### AIM
Count the lines in the entries below that contain the word "white". Give only the number.

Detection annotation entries
┄┄┄┄┄┄

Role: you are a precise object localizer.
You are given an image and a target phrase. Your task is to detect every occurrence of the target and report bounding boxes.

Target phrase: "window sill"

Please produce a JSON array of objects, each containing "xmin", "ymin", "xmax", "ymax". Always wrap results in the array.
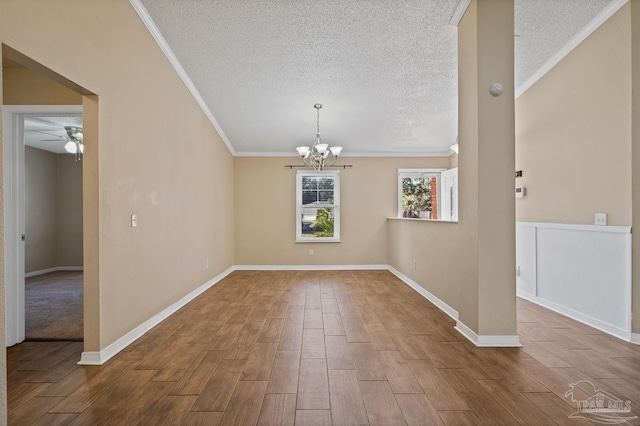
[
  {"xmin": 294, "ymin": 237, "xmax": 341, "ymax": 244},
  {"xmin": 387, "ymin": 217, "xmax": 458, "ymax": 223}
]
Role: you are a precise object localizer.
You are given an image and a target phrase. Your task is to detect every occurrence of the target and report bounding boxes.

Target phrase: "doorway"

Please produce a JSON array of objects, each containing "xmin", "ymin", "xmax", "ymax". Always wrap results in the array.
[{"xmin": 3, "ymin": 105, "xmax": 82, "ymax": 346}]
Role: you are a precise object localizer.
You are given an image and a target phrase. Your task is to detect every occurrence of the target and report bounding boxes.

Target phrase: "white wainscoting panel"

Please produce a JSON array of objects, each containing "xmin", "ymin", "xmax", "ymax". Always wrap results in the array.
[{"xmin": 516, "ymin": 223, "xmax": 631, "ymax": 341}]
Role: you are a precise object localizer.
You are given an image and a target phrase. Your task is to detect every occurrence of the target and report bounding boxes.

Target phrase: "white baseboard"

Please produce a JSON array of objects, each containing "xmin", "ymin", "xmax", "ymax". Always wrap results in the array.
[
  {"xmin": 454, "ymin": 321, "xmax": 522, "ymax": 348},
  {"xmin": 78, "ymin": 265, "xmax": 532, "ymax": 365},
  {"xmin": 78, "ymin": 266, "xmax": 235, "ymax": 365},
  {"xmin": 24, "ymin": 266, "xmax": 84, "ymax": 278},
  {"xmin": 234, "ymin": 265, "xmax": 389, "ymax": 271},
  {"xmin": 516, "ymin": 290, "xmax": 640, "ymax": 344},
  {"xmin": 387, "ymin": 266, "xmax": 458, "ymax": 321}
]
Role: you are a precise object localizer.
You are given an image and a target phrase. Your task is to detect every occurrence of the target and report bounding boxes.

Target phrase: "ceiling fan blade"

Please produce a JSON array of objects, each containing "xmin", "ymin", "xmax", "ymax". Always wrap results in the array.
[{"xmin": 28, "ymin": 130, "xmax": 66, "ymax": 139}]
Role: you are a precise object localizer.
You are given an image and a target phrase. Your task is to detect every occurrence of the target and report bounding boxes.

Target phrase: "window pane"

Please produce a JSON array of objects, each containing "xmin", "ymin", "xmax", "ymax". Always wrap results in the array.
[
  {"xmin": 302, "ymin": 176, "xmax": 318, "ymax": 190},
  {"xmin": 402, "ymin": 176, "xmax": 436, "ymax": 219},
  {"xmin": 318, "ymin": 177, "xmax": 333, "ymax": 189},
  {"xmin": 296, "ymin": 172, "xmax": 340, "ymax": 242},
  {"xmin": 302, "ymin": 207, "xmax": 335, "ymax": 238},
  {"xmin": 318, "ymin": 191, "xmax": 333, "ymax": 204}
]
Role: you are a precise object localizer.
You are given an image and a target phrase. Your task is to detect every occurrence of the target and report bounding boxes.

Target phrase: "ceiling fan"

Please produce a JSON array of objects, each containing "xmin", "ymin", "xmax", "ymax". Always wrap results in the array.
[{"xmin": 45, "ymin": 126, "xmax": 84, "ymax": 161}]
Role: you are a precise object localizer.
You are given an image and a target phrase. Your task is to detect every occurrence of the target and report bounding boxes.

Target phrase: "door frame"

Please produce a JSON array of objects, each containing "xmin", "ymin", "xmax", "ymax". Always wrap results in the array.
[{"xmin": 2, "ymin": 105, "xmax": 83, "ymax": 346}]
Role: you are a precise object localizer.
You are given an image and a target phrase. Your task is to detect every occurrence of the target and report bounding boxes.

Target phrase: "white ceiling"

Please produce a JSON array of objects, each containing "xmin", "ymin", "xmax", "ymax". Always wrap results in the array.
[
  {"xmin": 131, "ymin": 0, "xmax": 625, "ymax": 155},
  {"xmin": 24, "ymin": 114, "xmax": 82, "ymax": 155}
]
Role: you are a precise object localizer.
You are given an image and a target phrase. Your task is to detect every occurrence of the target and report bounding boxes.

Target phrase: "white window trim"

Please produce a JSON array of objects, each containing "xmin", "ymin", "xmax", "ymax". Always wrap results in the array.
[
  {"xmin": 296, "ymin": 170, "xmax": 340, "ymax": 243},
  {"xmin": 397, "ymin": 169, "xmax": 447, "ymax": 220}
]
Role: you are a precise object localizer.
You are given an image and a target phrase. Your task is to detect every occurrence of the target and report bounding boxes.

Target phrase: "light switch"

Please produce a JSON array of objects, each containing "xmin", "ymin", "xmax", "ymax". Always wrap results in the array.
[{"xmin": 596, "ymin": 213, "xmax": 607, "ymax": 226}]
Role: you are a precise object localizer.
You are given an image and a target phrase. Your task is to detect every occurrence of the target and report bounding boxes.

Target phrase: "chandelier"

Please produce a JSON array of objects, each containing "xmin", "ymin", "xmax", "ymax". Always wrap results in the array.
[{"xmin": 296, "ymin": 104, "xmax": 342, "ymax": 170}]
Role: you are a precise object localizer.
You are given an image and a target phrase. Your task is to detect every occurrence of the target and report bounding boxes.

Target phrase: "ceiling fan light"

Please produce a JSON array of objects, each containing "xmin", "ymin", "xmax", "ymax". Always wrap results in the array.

┄┄┄┄┄┄

### COMPLETE OUTPUT
4